→ **What needs to be done**:
Which lines in the rows below contain the string "fence", with case counting? Show every such line, copied in full.

→ **Data for this task**:

----------------------------------------

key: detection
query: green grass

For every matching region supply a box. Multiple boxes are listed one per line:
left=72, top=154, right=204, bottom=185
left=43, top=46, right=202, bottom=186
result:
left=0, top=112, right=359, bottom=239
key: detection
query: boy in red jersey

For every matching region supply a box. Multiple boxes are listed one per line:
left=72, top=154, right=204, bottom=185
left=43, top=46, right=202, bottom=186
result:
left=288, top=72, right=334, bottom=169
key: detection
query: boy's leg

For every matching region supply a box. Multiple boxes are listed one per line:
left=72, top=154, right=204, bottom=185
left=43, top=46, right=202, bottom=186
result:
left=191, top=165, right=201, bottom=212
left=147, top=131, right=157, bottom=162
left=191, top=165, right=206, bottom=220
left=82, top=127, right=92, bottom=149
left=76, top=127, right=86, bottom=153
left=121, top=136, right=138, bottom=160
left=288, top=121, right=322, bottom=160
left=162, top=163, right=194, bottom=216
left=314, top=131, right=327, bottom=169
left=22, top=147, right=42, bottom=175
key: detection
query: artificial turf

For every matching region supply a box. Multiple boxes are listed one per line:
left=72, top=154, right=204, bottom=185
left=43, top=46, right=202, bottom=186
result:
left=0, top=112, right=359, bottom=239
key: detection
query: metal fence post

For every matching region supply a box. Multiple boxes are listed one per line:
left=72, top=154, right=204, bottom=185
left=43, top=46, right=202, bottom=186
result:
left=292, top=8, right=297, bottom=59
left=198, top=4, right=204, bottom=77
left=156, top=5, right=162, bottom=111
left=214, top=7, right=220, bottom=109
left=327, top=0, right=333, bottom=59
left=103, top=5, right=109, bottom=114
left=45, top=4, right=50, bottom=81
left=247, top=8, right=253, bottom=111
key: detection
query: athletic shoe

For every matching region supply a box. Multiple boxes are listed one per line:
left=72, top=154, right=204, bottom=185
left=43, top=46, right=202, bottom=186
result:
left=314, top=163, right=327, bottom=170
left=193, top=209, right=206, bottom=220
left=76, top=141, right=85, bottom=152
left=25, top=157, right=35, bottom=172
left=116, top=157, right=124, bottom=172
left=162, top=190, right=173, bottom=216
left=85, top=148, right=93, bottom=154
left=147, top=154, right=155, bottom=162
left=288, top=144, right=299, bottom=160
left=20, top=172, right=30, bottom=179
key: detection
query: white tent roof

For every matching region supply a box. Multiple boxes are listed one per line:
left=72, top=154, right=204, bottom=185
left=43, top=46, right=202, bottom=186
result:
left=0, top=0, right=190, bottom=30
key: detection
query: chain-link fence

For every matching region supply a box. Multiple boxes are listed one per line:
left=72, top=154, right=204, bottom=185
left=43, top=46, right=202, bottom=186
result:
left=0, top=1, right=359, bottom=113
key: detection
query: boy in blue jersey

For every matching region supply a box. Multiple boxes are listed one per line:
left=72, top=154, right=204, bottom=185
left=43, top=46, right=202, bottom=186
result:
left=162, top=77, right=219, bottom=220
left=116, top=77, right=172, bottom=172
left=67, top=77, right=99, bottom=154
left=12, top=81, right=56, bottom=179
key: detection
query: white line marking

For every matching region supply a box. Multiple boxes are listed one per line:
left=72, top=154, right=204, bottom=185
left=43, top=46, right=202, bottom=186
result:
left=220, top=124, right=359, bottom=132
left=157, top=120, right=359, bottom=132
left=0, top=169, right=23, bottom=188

----------------------------------------

→ **Reply**:
query: metal fence post
query: chain-link fence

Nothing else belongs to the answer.